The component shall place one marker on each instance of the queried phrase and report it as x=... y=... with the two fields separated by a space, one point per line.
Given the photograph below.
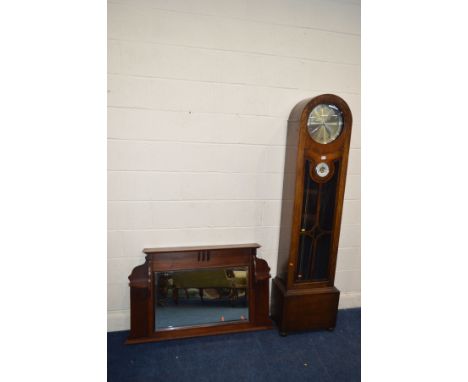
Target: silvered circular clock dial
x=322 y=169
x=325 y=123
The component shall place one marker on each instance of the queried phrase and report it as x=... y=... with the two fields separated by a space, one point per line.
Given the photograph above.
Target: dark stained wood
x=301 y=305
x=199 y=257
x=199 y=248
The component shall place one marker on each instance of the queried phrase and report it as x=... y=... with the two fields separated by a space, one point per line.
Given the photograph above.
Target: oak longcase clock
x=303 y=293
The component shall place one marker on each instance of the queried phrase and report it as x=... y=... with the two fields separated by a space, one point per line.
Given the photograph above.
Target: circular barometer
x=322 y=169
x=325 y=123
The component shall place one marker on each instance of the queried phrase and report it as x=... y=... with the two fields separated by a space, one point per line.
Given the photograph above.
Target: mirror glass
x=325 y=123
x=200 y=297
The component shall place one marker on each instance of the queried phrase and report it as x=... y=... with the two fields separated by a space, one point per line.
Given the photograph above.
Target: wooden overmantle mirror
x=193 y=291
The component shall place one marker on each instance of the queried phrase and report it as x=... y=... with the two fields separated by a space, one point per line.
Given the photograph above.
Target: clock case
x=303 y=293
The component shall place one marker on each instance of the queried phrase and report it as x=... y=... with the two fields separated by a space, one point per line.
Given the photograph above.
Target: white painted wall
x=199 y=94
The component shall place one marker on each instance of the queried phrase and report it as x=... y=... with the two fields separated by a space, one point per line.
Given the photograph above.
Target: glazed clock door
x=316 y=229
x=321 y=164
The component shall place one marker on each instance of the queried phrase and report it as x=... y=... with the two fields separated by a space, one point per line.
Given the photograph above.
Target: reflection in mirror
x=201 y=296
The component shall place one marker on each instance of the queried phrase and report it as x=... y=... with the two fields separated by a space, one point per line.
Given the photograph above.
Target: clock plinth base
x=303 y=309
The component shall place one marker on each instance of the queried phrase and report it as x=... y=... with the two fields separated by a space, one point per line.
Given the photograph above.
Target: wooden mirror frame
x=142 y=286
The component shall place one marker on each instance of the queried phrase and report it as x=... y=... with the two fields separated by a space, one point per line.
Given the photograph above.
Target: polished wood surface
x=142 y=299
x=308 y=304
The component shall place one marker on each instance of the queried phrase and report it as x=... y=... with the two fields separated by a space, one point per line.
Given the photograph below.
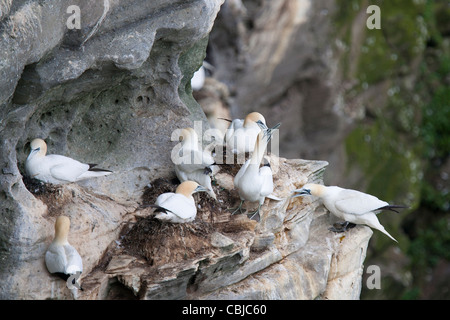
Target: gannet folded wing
----------
**Your objective:**
Write out each entry again exactly, and skip the pictures.

**Answer box:**
The component shall place one marker on each instance of the queried phrase and report it as x=... y=... with the two fields separated by a space, one point per line.
Given the photograph below.
Target: silvered circular clock dial
x=322 y=169
x=325 y=123
The component shall place one marker on each instance of the queried phrase and report it as x=... y=... with the two fields separated by a space, one point per line.
Given the photograph above.
Target: dark stained wood
x=301 y=305
x=199 y=257
x=199 y=248
The component shall place one marker on each instance of the queried phrase and report it as x=... y=... with the two fields separated by a space, one point per line.
Given the photograph above.
Target: oak longcase clock
x=303 y=293
The component shall place one marker on each instance of the queried phrase and report it as x=... y=... with the two fields separated by a space, one point per line.
Given the photograph above.
Target: circular barometer
x=322 y=169
x=325 y=123
The component shall place one marker on each instance of the queried phrase and report it as x=... y=... with the two fields separated by a space, one point per line.
Given the photograph above.
Target: mirror glass
x=325 y=123
x=200 y=297
The component shall place one marker on each instance of the queried phrase and report it as x=... y=... with the two fields separated by a space, one point per line.
Given the photograph above.
Target: wooden overmantle mirror
x=193 y=291
The component shall place one marker on each instance of the queried phrase and report it as x=... y=... with the two fields separated by a space, one point per line.
Given the photograph above.
Target: clock case
x=303 y=293
The component shall place one marker on each instance of the queried phrase and report it as x=... y=... with the two fields separated by a space, one point per line.
Given the photograph above.
Target: white painted wall
x=199 y=94
The component shall place one marker on each instance of the queried phrase and report it as x=... y=... with the two fields separated by a space, one point per line.
Given the photograph above.
Target: glazed clock door
x=316 y=229
x=321 y=164
The component shall place one marker on each instance of the queried phrase and report it as x=... y=... with the two fields separated by a space, one point per line.
Given the photograph above.
Target: reflection in mirror
x=201 y=296
The component shall place one marker on each instance of the queried phrase and report it as x=... y=... with the two fields separated by a space, one point per line.
Given the photograph above.
Target: clock plinth base
x=303 y=309
The component shall place one marker on each instance of the queried phrase and report it as x=... y=... with the two fields separated by a space, one point per line.
Given the photograph above.
Target: wooden mirror frame
x=142 y=286
The component shall place one marker on each instance of the queried phrase and report it as x=... y=... with the two fields separated by a space, one point per line.
Given the photograph above.
Target: polished wood surface
x=142 y=299
x=308 y=304
The component shall place one marker on each instance of the queried phrase and report it as x=... y=... with the two fields separated by a space, one point per line.
Given the photograph below.
Target: gannet folded wing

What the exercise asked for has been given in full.